(Records from a point labeling set)
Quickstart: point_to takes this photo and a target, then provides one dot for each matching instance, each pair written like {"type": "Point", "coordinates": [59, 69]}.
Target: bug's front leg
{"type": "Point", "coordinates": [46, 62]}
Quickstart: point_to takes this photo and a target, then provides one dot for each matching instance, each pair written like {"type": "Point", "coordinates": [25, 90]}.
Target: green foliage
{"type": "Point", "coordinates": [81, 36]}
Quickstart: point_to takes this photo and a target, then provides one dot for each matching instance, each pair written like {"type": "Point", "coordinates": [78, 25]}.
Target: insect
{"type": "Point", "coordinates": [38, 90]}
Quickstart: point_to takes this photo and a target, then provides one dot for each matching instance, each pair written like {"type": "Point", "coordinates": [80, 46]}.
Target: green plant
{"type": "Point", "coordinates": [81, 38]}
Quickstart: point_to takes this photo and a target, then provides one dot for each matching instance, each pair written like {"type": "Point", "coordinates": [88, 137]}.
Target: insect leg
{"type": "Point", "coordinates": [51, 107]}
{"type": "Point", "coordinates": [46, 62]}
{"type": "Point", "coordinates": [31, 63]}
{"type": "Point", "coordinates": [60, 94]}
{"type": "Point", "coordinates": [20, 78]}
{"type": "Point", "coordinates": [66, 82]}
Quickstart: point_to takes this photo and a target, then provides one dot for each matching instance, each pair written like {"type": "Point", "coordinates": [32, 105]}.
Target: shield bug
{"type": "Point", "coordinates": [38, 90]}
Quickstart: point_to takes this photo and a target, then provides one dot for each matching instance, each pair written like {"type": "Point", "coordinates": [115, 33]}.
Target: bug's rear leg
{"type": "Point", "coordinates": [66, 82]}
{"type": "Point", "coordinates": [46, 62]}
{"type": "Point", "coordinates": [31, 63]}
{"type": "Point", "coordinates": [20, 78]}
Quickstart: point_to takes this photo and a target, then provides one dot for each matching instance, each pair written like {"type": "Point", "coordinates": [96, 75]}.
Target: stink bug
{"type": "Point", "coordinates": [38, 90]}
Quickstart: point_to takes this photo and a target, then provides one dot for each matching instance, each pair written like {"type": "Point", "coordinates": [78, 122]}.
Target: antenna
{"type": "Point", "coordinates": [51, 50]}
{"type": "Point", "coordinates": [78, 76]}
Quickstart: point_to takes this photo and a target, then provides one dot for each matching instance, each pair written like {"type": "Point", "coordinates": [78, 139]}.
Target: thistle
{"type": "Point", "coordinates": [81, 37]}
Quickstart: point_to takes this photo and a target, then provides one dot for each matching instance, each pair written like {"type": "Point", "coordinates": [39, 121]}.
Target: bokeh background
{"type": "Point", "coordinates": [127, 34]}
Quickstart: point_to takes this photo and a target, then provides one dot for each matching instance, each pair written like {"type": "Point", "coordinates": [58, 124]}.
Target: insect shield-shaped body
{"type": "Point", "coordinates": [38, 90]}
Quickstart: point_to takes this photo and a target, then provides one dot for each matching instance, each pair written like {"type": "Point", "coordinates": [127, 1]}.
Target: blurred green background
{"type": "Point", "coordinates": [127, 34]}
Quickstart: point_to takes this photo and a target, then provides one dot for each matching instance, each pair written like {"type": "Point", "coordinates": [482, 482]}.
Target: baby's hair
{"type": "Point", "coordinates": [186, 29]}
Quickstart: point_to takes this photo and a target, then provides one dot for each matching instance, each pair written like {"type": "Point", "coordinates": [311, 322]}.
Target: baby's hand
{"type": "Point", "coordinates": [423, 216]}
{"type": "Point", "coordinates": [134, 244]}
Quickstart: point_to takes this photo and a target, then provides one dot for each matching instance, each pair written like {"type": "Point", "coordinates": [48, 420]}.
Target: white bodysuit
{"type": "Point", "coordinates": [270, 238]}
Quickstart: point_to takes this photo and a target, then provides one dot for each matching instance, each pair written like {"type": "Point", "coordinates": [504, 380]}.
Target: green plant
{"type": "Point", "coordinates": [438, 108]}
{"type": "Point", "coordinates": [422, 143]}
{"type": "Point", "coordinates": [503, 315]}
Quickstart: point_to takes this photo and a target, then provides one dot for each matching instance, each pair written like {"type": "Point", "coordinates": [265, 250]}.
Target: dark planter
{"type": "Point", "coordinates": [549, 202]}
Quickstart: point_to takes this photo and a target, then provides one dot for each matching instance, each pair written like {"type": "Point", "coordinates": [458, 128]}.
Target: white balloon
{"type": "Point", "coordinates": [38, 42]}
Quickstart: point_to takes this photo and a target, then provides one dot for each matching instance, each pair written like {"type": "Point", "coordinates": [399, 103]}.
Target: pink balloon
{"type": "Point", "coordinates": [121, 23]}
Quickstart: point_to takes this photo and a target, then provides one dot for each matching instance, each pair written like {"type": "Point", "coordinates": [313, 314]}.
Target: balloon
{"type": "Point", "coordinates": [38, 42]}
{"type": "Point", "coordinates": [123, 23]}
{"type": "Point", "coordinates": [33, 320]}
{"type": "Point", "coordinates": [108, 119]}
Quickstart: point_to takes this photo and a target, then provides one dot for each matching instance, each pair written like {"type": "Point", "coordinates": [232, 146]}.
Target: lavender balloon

AIM: Nothing in the listing may be changed; retype it all exactly.

RESPONSE TO THE EXERCISE:
Quickstart: point_to takes this photo and a target, then provides one dot for each matching instance, each pair written like {"type": "Point", "coordinates": [59, 69]}.
Target: bug's front leg
{"type": "Point", "coordinates": [46, 62]}
Quickstart: point_to takes this photo and a target, then provides one dot for each matching instance, each pair written like {"type": "Point", "coordinates": [25, 90]}.
Target: green foliage
{"type": "Point", "coordinates": [81, 36]}
Quickstart: point_to takes this photo and a target, then provides one dot for each matching instance, each pair written like {"type": "Point", "coordinates": [78, 25]}.
Target: insect
{"type": "Point", "coordinates": [38, 90]}
Quickstart: point_to takes this photo and a target, then provides one dot for each matching instance, each pair written like {"type": "Point", "coordinates": [80, 46]}.
Target: green plant
{"type": "Point", "coordinates": [81, 38]}
Quickstart: point_to takes this photo and a target, then provides one dot for each matching instance, each pair written like {"type": "Point", "coordinates": [88, 137]}.
Target: insect leg
{"type": "Point", "coordinates": [51, 107]}
{"type": "Point", "coordinates": [46, 62]}
{"type": "Point", "coordinates": [31, 63]}
{"type": "Point", "coordinates": [60, 94]}
{"type": "Point", "coordinates": [20, 78]}
{"type": "Point", "coordinates": [66, 82]}
Quickstart: point_to takes this photo and a target, then provides one dot for each matching instance, each pair written like {"type": "Point", "coordinates": [32, 105]}.
Target: shield bug
{"type": "Point", "coordinates": [38, 90]}
Quickstart: point_to takes this photo and a target, then provides one dot for each matching instance, each pair written like {"type": "Point", "coordinates": [115, 33]}.
Target: bug's rear leg
{"type": "Point", "coordinates": [66, 82]}
{"type": "Point", "coordinates": [46, 62]}
{"type": "Point", "coordinates": [31, 63]}
{"type": "Point", "coordinates": [20, 78]}
Quickstart: point_to takes this photo and a target, then provides one dot for each matching instance, each pair written like {"type": "Point", "coordinates": [96, 75]}.
Target: stink bug
{"type": "Point", "coordinates": [38, 90]}
Quickstart: point_to takes this photo and a target, then provides one dot for each matching instance, each pair written like {"type": "Point", "coordinates": [78, 122]}.
Target: antenna
{"type": "Point", "coordinates": [51, 50]}
{"type": "Point", "coordinates": [78, 76]}
Quickstart: point_to takes this photo and a target, then provides one dot for each matching instance, each pair written like {"type": "Point", "coordinates": [78, 139]}.
Target: thistle
{"type": "Point", "coordinates": [81, 37]}
Quickstart: point_to takes this photo and a target, then provides one dot for each matching instance, each pair written like {"type": "Point", "coordinates": [39, 121]}.
Target: bokeh background
{"type": "Point", "coordinates": [127, 34]}
Quickstart: point_to takes this photo and a target, then provides one dot for each matching instance, each pair written like {"type": "Point", "coordinates": [58, 124]}.
Target: insect shield-shaped body
{"type": "Point", "coordinates": [38, 90]}
Quickstart: point_to takes this photo and a target, then provides one dot for each matching instance, each pair written like {"type": "Point", "coordinates": [127, 1]}.
Target: blurred green background
{"type": "Point", "coordinates": [127, 34]}
Quickstart: point_to takes this photo and a target, then provides one dot for each matching instance, each pair written like {"type": "Point", "coordinates": [482, 482]}.
Target: baby's hair
{"type": "Point", "coordinates": [186, 29]}
Quickstart: point_to takes this photo and a target, then provides one dot for each matching instance, each pair written like {"type": "Point", "coordinates": [311, 322]}.
Target: baby's hand
{"type": "Point", "coordinates": [423, 216]}
{"type": "Point", "coordinates": [134, 244]}
Quickstart: point_to takes this photo and a target, then provides one dot for each matching instance, each pair written like {"type": "Point", "coordinates": [48, 420]}.
Target: white bodysuit
{"type": "Point", "coordinates": [270, 238]}
Quickstart: point_to takes this photo and a target, then provides one dot for each matching instance, each pair written like {"type": "Point", "coordinates": [504, 380]}.
Target: green plant
{"type": "Point", "coordinates": [438, 108]}
{"type": "Point", "coordinates": [422, 143]}
{"type": "Point", "coordinates": [503, 315]}
Quickstart: point_to takes this photo and a target, then provides one dot for each matching instance, each pair written like {"type": "Point", "coordinates": [265, 250]}.
Target: dark planter
{"type": "Point", "coordinates": [549, 202]}
Quickstart: point_to takes this photo and a target, then provides one dot for each matching instance, each pair written like {"type": "Point", "coordinates": [458, 128]}.
Target: white balloon
{"type": "Point", "coordinates": [38, 42]}
Quickstart: point_to takes this photo and a target, then provides one dot for each matching instance, each pair written like {"type": "Point", "coordinates": [399, 103]}.
Target: pink balloon
{"type": "Point", "coordinates": [121, 23]}
Quickstart: point_to takes this photo and a target, then provides one dot for each matching instance, each pair written like {"type": "Point", "coordinates": [313, 314]}.
Target: balloon
{"type": "Point", "coordinates": [38, 42]}
{"type": "Point", "coordinates": [123, 23]}
{"type": "Point", "coordinates": [33, 320]}
{"type": "Point", "coordinates": [108, 119]}
Quickstart: point_to takes this photo and a target, then provides one dot for each matching instance, each pair written like {"type": "Point", "coordinates": [232, 146]}.
Target: lavender balloon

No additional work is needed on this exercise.